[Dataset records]
[start]

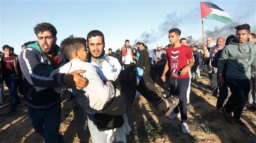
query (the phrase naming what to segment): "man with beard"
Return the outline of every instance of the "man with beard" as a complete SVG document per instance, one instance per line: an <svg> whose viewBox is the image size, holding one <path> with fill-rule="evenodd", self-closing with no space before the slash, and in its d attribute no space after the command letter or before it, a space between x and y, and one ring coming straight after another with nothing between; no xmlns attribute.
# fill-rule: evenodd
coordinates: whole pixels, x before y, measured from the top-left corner
<svg viewBox="0 0 256 143"><path fill-rule="evenodd" d="M230 98L222 109L223 114L229 122L236 122L247 129L249 127L241 119L241 116L248 100L251 65L256 67L256 45L248 39L250 28L248 24L235 27L236 39L225 46L218 61L219 85L223 86L224 83L223 70L226 62L226 77L231 92Z"/></svg>
<svg viewBox="0 0 256 143"><path fill-rule="evenodd" d="M210 52L212 47L215 47L216 45L216 43L213 41L213 39L211 37L208 37L206 39L206 42L207 44L206 44L206 46L204 45L203 45L203 49L207 49L208 52ZM205 52L204 51L204 52ZM208 65L210 62L210 59L207 59L206 58L206 57L204 56L203 57L203 60L204 61L204 68L205 69L208 69L207 67Z"/></svg>
<svg viewBox="0 0 256 143"><path fill-rule="evenodd" d="M220 37L217 39L217 42L215 47L212 48L211 51L209 52L208 50L204 47L204 50L205 51L205 56L207 60L210 60L208 65L208 75L209 78L211 81L211 88L209 93L207 93L207 95L217 96L218 92L218 81L217 71L218 69L211 65L211 62L214 58L215 54L219 50L221 50L225 46L225 39L223 37Z"/></svg>
<svg viewBox="0 0 256 143"><path fill-rule="evenodd" d="M61 122L60 94L54 87L68 84L81 89L87 84L87 79L79 74L52 73L65 63L60 54L57 41L57 30L52 24L42 23L34 28L37 40L28 42L20 54L20 68L25 76L24 96L28 112L35 131L43 136L46 143L63 143L59 133Z"/></svg>
<svg viewBox="0 0 256 143"><path fill-rule="evenodd" d="M155 59L155 62L156 65L156 68L158 75L160 79L161 85L162 87L164 86L164 82L161 79L161 77L165 67L165 65L166 63L165 56L166 55L166 51L162 49L162 44L157 44L157 50L156 51L156 58Z"/></svg>

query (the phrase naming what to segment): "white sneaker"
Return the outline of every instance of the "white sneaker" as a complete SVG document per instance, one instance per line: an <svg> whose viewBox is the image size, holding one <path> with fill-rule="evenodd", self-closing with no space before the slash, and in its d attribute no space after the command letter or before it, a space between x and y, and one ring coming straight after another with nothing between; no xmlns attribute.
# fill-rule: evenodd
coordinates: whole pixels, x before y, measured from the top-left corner
<svg viewBox="0 0 256 143"><path fill-rule="evenodd" d="M174 112L172 112L170 115L167 116L170 119L173 119L178 117L178 114Z"/></svg>
<svg viewBox="0 0 256 143"><path fill-rule="evenodd" d="M190 132L186 123L183 123L181 124L181 131L183 134L188 134Z"/></svg>

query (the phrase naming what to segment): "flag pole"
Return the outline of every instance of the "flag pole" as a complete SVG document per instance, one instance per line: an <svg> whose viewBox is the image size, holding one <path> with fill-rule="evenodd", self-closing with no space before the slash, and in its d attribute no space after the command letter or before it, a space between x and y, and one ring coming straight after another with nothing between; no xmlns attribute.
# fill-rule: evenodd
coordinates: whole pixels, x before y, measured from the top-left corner
<svg viewBox="0 0 256 143"><path fill-rule="evenodd" d="M203 46L204 46L204 22L203 22L203 18L202 18L202 29L203 32ZM206 58L204 48L204 58Z"/></svg>

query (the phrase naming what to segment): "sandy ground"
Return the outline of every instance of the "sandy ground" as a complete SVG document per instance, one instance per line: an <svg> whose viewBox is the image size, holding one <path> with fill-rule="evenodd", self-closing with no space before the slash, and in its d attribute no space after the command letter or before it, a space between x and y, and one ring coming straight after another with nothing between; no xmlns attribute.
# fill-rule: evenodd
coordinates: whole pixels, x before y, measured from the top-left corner
<svg viewBox="0 0 256 143"><path fill-rule="evenodd" d="M192 81L190 103L188 108L188 125L191 133L182 134L180 118L170 119L161 116L143 97L136 98L127 112L132 130L127 135L128 143L255 143L256 116L254 109L244 110L242 119L250 130L237 123L228 123L221 112L215 111L217 97L206 96L210 83L207 73L202 72L202 78ZM156 86L160 90L156 80ZM169 87L168 84L167 86ZM168 88L165 87L167 91ZM9 112L11 96L7 93L4 105L0 106L0 143L43 143L43 138L35 132L28 116L23 98L17 110ZM75 123L70 101L62 99L61 123L60 132L65 143L79 143L75 131ZM91 142L87 125L86 141Z"/></svg>

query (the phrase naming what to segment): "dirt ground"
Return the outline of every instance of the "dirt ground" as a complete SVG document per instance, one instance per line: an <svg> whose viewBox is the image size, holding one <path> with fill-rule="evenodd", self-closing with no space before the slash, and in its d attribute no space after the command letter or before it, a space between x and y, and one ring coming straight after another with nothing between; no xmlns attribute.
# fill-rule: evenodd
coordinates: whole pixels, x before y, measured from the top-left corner
<svg viewBox="0 0 256 143"><path fill-rule="evenodd" d="M201 71L202 78L193 80L190 103L188 109L190 133L180 131L180 118L170 119L161 116L143 97L136 98L127 112L132 130L127 136L128 143L255 143L256 116L255 109L245 109L242 119L250 127L248 130L235 123L228 123L221 112L215 111L217 97L206 96L210 83L207 72ZM156 86L161 91L156 80ZM169 87L167 84L167 87ZM168 91L168 88L164 89ZM8 93L8 91L6 91ZM9 112L11 98L6 96L5 104L0 106L0 143L43 143L43 138L35 132L28 116L24 99L17 110ZM65 143L79 143L70 101L62 100L60 132ZM87 125L86 141L91 143Z"/></svg>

[end]

**Stated problem:** Recast every line of the records above as a Markdown table with the columns "Row" and "Line": number the rows in order, skip blank lines, and leave the pictures out of the answer.

**Full answer:**
| Row | Line |
|---|---|
| 1 | query (the phrase naming what to segment): "man with beard" |
| 2 | Return the outline of every instance of the "man with beard" as a complete SVG document per instance, one instance per line: an <svg> whose viewBox is the image size, holding one <path> with fill-rule="evenodd", self-closing with no space before the slash, and in its d attribute no space after the command letter or before it, a space between x and y, and one ring coming straight after another with nothing between; no xmlns attribute. |
| 3 | # fill-rule: evenodd |
| 4 | coordinates: whole pixels, x before y, measured from the top-left corner |
| 5 | <svg viewBox="0 0 256 143"><path fill-rule="evenodd" d="M230 98L222 109L223 114L229 122L236 122L247 129L249 127L241 119L241 116L248 100L251 65L256 67L256 45L248 39L250 28L248 24L235 27L236 39L225 46L218 61L219 85L223 86L224 83L223 70L226 62L226 77L231 92Z"/></svg> |
| 6 | <svg viewBox="0 0 256 143"><path fill-rule="evenodd" d="M210 52L212 47L215 47L216 45L216 43L213 41L213 39L211 37L208 37L206 39L206 42L207 44L206 44L206 46L204 45L203 45L203 49L207 49L208 52ZM205 52L204 51L204 52ZM208 65L210 62L210 59L207 59L206 58L206 57L204 56L203 57L203 60L204 61L204 68L205 69L208 69L207 67Z"/></svg> |
| 7 | <svg viewBox="0 0 256 143"><path fill-rule="evenodd" d="M220 37L217 39L217 42L215 47L212 48L211 51L209 52L208 50L204 47L204 50L205 51L205 56L207 60L210 60L208 65L208 75L209 78L211 81L211 88L209 93L207 93L207 95L217 96L218 92L218 81L217 71L218 69L211 65L211 62L214 58L215 54L219 50L221 50L225 46L225 39L223 37Z"/></svg> |
| 8 | <svg viewBox="0 0 256 143"><path fill-rule="evenodd" d="M61 122L60 94L54 87L68 84L81 89L87 84L87 79L79 74L52 73L65 63L60 54L57 41L57 30L52 24L42 23L34 28L37 40L28 42L20 54L20 68L25 76L24 96L28 112L35 131L43 136L46 143L63 143L59 133Z"/></svg> |
| 9 | <svg viewBox="0 0 256 143"><path fill-rule="evenodd" d="M155 59L155 62L156 65L156 68L158 75L160 79L161 85L162 87L164 86L164 82L161 79L161 77L165 67L165 65L166 63L165 56L166 55L166 51L162 49L162 44L157 44L157 50L156 51L156 58Z"/></svg> |
| 10 | query (the phrase naming what to segment): "white sneaker" |
| 11 | Return the outline of every instance of the "white sneaker" as a complete SVG document per instance, one instance per line: an <svg> whose viewBox is the image size, holding one <path> with fill-rule="evenodd", self-closing with no space before the slash, and in its d attribute no space after the command letter or before it, a space between x and y, and one ring coming straight after another with nothing between; no xmlns attribute. |
| 12 | # fill-rule: evenodd |
| 13 | coordinates: whole pixels, x before y, measured from the top-left corner |
| 14 | <svg viewBox="0 0 256 143"><path fill-rule="evenodd" d="M174 112L172 112L170 115L167 116L170 119L173 119L178 117L178 114Z"/></svg> |
| 15 | <svg viewBox="0 0 256 143"><path fill-rule="evenodd" d="M190 132L186 123L183 123L181 124L181 131L183 134L188 134Z"/></svg> |
| 16 | query (the phrase naming what to segment): "flag pole" |
| 17 | Return the outline of every instance of the "flag pole" as a complete SVG document per instance, one instance per line: an <svg> whose viewBox is the image size, holding one <path> with fill-rule="evenodd", self-closing with no space before the slash, and in its d attribute no space after the command letter or before it, a space between x and y, and one ring coming straight after another with nothing between; no xmlns attribute. |
| 18 | # fill-rule: evenodd |
| 19 | coordinates: whole pixels, x before y, measured from the top-left corner |
| 20 | <svg viewBox="0 0 256 143"><path fill-rule="evenodd" d="M203 46L204 46L204 22L203 22L203 18L202 18L202 29L203 32ZM206 58L204 48L204 58Z"/></svg> |
| 21 | query (the phrase naming what to segment): "sandy ground" |
| 22 | Return the outline of every instance of the "sandy ground" as a complete SVG document per instance, one instance per line: an <svg> whose viewBox is the image size, holding one <path> with fill-rule="evenodd", self-closing with no space before the slash, and in its d attribute no space after the command letter or before it, a space between x and y, and one ring coming straight after another with nothing between; no xmlns attribute. |
| 23 | # fill-rule: evenodd |
| 24 | coordinates: whole pixels, x before y, measured from the top-left corner |
| 25 | <svg viewBox="0 0 256 143"><path fill-rule="evenodd" d="M192 81L190 103L188 108L188 125L191 133L182 134L180 118L170 119L161 116L143 97L136 98L127 112L132 130L127 135L128 143L255 143L256 116L254 109L244 110L242 119L250 130L237 123L228 123L221 112L215 111L217 97L206 96L210 83L207 73L202 72L202 78ZM156 86L160 90L156 80ZM169 87L168 84L167 86ZM168 88L165 87L167 91ZM9 112L11 96L7 93L4 105L0 106L0 143L43 143L43 138L35 132L28 116L23 98L17 110ZM75 123L70 101L62 99L61 123L60 132L65 143L79 143L75 131ZM91 142L87 125L86 141Z"/></svg> |
| 26 | query (the phrase naming what to segment): "dirt ground" |
| 27 | Return the outline of every instance of the "dirt ground" as a complete SVG document per instance, one instance per line: an <svg> whose viewBox is the image size, holding one <path> with fill-rule="evenodd", self-closing with no space before the slash, and in its d attribute no space after the command letter or before it, a space between x and y, and one ring coming straight after another with nothing between; no xmlns attribute. |
| 28 | # fill-rule: evenodd |
| 29 | coordinates: whole pixels, x before y, measured from the top-left corner |
| 30 | <svg viewBox="0 0 256 143"><path fill-rule="evenodd" d="M201 71L202 78L193 80L190 103L188 109L190 133L180 131L180 118L170 119L161 116L143 97L136 98L127 112L132 130L127 136L128 143L255 143L256 116L255 109L245 109L242 119L250 127L248 130L235 123L228 123L221 112L215 111L217 97L206 96L210 83L207 72ZM156 86L161 91L156 80ZM169 87L167 84L167 87ZM168 91L168 88L164 89ZM8 93L8 91L6 91ZM9 112L11 98L6 96L5 104L0 106L0 143L43 143L43 138L35 132L28 116L24 99L17 110ZM65 143L79 143L70 101L62 100L60 132ZM87 125L86 141L91 143Z"/></svg> |